• _Texte_
□ □ □ □

III. Un droit formel face à des contraintes objectives

Parler de droit formel, c’est invoquer son indifférence à la matérialité de son objet. Et c’est cette matérialité que nous désignons par l’expression "contraintes objectives". Autrement dit, une loi, lorsqu’elle définit des procédures, doit être éprouvée dans une perspective sociologique par l’examen de contraintes diverses, qui sont autant d’obstacles ou de facilités à son effectivité. Jacques Commaille et Jean-François Perrin, dans un article écrit en 1985 soulignaient qu’une sociologie du droit pouvait se donner comme objet l’étude des "rapports entre faits sociaux et normes légales"1186 intégrant des préoccupations d’effectivité ou d’efficacité du droit. Une telle démarche implique selon nous de ne pas oublier ce que le caractère contraignant du droit produit lui-même. Autrement dit, ce n’est pas parce que l’on conclut à l’ineffectivité du droit que ce dernier doit être mis au rang de rubrique littéraire. Un droit, si formel soit-il, produit des effets par son formalisme même de sorte que son application n’est pas purement et simplement dépendante d’éléments matériels de nature non juridique.

□ □ □ □

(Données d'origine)
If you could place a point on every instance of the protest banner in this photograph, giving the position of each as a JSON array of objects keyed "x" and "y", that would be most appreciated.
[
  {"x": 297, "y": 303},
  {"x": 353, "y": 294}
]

□ □ □ □

• _Consigne_
Reprenez le texte sur le droit formel et ses contraintes objectives là où il s'arrête, en poursuivant le raisonnement. Ces données viennent d'une autre source que le texte.

• _Réponse_
Nous avons qualifié jusqu’à présent le droit applicable à la psychiatrie publique de naturel et de spécifique. Il nous faut désormais démontrer en quoi son caractère formel est mis en valeur par des dérives pratiques. La loi de 1990 voulait instituer des garanties en amont et en aval de toute hospitalisation contrainte afin d’éviter ou de mettre fin à ce qui était désigné comme des internements abusifs. Notre développement abordera dans un premier temps les contraintes objectives au fonctionnement des commissions départementales des hospitalisations psychiatriques mises en place en 1990, instances chargées de contrôler a posteriori les mesures d’hospitalisation sans consentement. Nous verrons que les garanties formelles imposées par la loi de 1990 en amont de l’hospitalisation sans consentement ont débouché sur des dérives issues en partie de l’oubli dans la loi des contraintes liées à la prise en charge sectorisée de la pathologie mentale.

Notes
1186.

J. Commaille et JF. Perrin, "Le modèle de Janus de la sociologie du Droit", op. cit., p. 104.